* _PROBLEM STATEMENT_
Transcribe, word for word, the line containing "For every instance of the clear" and each line following it through the end of the listing below. Omit all other lines.

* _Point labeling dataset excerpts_
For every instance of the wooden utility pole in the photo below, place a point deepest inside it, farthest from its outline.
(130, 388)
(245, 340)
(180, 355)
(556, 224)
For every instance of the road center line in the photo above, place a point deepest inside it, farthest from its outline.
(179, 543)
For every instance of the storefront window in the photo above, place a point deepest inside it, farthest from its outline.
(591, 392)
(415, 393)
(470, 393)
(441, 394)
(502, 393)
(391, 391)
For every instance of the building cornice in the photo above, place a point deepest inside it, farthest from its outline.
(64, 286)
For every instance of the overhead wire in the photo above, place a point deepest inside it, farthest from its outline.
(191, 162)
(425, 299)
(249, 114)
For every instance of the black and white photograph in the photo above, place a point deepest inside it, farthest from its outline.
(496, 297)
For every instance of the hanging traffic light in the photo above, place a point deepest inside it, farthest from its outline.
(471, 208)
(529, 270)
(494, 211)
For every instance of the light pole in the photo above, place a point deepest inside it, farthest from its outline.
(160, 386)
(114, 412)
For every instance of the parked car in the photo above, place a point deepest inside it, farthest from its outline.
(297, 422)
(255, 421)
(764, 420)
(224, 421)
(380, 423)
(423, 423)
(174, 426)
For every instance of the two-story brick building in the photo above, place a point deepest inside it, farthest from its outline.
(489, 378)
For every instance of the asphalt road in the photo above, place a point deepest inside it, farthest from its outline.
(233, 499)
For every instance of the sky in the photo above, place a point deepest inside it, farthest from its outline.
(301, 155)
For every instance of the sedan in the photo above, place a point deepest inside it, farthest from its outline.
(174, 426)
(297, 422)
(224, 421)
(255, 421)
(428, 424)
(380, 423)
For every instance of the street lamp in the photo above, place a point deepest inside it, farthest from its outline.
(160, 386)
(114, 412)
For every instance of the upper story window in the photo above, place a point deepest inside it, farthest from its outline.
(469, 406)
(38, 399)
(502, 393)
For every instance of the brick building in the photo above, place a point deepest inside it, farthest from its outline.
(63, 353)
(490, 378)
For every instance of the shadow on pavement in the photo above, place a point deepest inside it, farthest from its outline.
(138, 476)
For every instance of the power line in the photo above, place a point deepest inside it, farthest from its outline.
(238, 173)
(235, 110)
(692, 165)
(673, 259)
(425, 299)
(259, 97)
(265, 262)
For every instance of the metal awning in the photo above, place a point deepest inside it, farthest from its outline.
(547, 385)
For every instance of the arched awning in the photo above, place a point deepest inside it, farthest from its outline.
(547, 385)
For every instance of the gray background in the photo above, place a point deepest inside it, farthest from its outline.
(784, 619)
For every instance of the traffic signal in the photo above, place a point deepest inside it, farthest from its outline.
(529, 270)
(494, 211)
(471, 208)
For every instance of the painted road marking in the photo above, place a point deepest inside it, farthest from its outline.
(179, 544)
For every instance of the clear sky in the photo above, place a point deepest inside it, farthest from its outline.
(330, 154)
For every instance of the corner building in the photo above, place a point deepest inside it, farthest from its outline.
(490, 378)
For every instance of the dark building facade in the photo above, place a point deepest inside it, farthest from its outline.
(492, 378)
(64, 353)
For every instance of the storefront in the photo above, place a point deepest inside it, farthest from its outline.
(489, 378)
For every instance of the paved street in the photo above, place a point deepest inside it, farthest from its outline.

* _TASK RESULT_
For every instance of the clear sky in the photo above, place a point deepest inside it, farthest from its outline.
(330, 154)
For every instance of the corner building in the photo above, place a point deepest inside it, farthest from its outline.
(490, 378)
For every instance of the dark building facade in the photo above, place a point deepest inside it, farthest from its outline.
(492, 378)
(64, 353)
For every instance of the storefront in the photo above, place a point deepest inside it, farthest from its outline.
(489, 378)
For every instance of the paved street in the photo above, place a point deepest inside it, farthest from its outline.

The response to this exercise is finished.